● Metin Bölümü:
▽
Otomotiv sektörünün 37 milyar doları aşkın ihracat hacmiyle Avrupa’da 4’üncü, dünyada 12’nci sıraya yerleştiğini vurgulayan Erdoğan, bu vesileyle Ticaret Bakanlığını, ihracatçı birliklerini, iş dünyasını, ticaretin “Akıncı Beyleri” olan ticaret müşavirlerini tebrik ederek, mücadelelerine omuz verdikleri için şükranlarını ilettiğini bildirdi.

Erdoğan, “Şu gerçeğin de gözden kaçırılmaması gerektiği inancındayım. Günümüz dünyasında ticaret diplomasisi artık çok aktörlü bir süreçtir. DEİK bu anlamda yalnızca Türk özel sektörünün temsilcisi değil, aynı zamanda iş dünyamızın da diplomatik sözcüsüdür. Cumhuriyetimizin ikinci asrında başta DEİK olmak üzere Türk sivil toplum kuruluşlarımızdan ülkemizin küresel ticaretteki ağırlığını arttırmak için canla, başla çalışmaya devam etmelerini bekliyorum.” ifadelerini kullandı.
△
● Yazılı Görevler:
A. İhracat ve ticaret diplomasisi metni şu ifadeleri doğruluyor mu: (i) otomotiv sektörü ihracat hacmiyle dünyada 12'nci sıradadır, (ii) DEİK yalnızca Türk özel sektörünün temsilcisidir, (iii) ticaret diplomasisi tek aktörlü bir süreçtir? Her biri için evet ya da hayır deyip metinden belirleyici sözleri aynen alıntılar mısınız?
B. İhracat ve ticaret diplomasisi metnini son cümlesinden sonra sürdürür müsünüz?

● Ham Kayıtlar:
▽
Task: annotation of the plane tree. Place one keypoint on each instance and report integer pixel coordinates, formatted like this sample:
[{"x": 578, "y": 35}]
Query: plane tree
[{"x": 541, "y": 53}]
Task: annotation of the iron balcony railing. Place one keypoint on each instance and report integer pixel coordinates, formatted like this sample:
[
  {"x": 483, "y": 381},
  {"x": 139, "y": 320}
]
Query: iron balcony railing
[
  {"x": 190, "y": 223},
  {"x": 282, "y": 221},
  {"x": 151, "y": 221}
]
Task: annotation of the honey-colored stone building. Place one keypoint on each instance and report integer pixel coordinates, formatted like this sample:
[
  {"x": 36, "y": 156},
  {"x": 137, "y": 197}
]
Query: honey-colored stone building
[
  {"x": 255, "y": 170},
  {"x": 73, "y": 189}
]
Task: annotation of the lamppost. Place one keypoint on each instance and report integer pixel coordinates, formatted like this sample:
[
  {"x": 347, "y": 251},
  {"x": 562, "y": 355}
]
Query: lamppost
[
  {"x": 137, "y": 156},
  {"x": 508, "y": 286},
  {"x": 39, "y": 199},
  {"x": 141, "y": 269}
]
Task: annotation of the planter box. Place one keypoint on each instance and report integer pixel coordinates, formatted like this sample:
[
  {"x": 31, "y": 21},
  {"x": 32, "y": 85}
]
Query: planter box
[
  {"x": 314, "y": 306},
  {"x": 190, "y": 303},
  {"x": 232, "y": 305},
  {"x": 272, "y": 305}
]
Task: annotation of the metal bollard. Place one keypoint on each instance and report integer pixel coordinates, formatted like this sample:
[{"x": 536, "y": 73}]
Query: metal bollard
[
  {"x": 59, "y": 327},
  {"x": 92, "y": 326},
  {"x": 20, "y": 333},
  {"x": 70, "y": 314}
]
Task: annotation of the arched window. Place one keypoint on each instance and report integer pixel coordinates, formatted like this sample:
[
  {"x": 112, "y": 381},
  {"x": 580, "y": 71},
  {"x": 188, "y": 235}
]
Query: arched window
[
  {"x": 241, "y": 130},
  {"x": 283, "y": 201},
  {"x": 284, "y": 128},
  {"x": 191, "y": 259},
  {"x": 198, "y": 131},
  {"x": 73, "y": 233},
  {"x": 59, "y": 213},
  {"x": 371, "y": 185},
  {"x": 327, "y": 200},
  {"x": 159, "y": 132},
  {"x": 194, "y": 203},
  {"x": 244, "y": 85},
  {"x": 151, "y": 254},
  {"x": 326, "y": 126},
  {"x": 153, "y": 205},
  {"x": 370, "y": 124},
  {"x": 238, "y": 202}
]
△
● Alıştırma Sonuçları:
A.
(i) Evet: "Avrupa’da 4’üncü, dünyada 12’nci sıraya yerleştiğini"
(ii) Hayır: "yalnızca Türk özel sektörünün temsilcisi değil, aynı zamanda iş dünyamızın da diplomatik sözcüsüdür"
(iii) Hayır: "ticaret diplomasisi artık çok aktörlü bir süreçtir"

B.
Sadece dış ticaret rakamlarında değil, iç cephe tahkimatına yönelik çabalarında da güzel haberler aldıklarının altını çizen Erdoğan, şunları söyledi:

“Terörsüz Türkiye sürecimizde bu hafta yeni bir evreye daha geçildi. Sürece siyasi desteği ve katılımı artırma çağrılarımız olumlu makes buldu ve Türkiye Büyük Millet Meclisi’nde bir komisyon kuruldu. Böylece Türk siyaseti psikolojik bir eşiği daha başarıyla aştı. Bir ön yargıyı daha kırdı. Demokratik zeminde meselelerini konuşarak çözme yolunda kıymetli bir adım daha attı. Milli Dayanışma, Kardeşlik ve Demokrasi Komisyonunun çalışmalarına başlamasından büyük bir memnuniyet duyuyoruz. Komisyona katılan siyasi partilerin temsilcilerinin ilk toplantıda verdikleri yapıcı mesajları takdirle karşıladık. İlk güne hakim olan müspet atmosferin inşallah ilerleyen günlerde daha da güçlenmesini ümit ediyoruz.”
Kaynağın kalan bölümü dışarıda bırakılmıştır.